把关于西藏历史文化展的文段中从"此次展览汇集北京、西藏、河北"一直到"了人们对雪域高原的很多认识。"的这部分重写一遍，并将其中的"此次展览"换成"本次展览"。

- _所给文段_
•••••
“文物”说话,刷新你对雪域高原的认识
2月27日,首都博物馆狗年首个重磅展览《天路文华——西藏历史文化展》,在经过一系列艰难的实地调研、保密的空中之旅以及规范的文物点交后,终于与观众见面。
此次展览汇集北京、西藏、河北、重庆、青海5省(市、自治区)的21家文物收藏单位,共221组(件)文物。其中,西藏地区文博机构和寺庙13家单位提供文物185组件,三级品以上国家珍贵文物占90.8%。据悉,这次西藏参展文物中,大昭寺、扎什伦布寺、萨迦寺、夏鲁寺、敏珠林寺、丹萨梯寺、故如甲寺等提供的文物均为首次与公众见面。此次展览以文物实证的方式,刷新了人们对雪域高原的很多认识。
•••••
[基于点位的标注数据]
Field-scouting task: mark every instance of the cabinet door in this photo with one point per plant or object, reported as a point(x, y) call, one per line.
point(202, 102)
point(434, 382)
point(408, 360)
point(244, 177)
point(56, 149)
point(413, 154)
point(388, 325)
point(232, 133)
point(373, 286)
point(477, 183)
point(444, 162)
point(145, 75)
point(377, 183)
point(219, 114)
•••••
- _本题答案_
本次展览汇集北京、西藏、河北、重庆、青海5省(市、自治区)的21家文物收藏单位,共221组(件)文物。其中,西藏地区文博机构和寺庙13家单位提供文物185组件,三级品以上国家珍贵文物占90.8%。据悉,这次西藏参展文物中,大昭寺、扎什伦布寺、萨迦寺、夏鲁寺、敏珠林寺、丹萨梯寺、故如甲寺等提供的文物均为首次与公众见面。本次展览以文物实证的方式,刷新了人们对雪域高原的很多认识。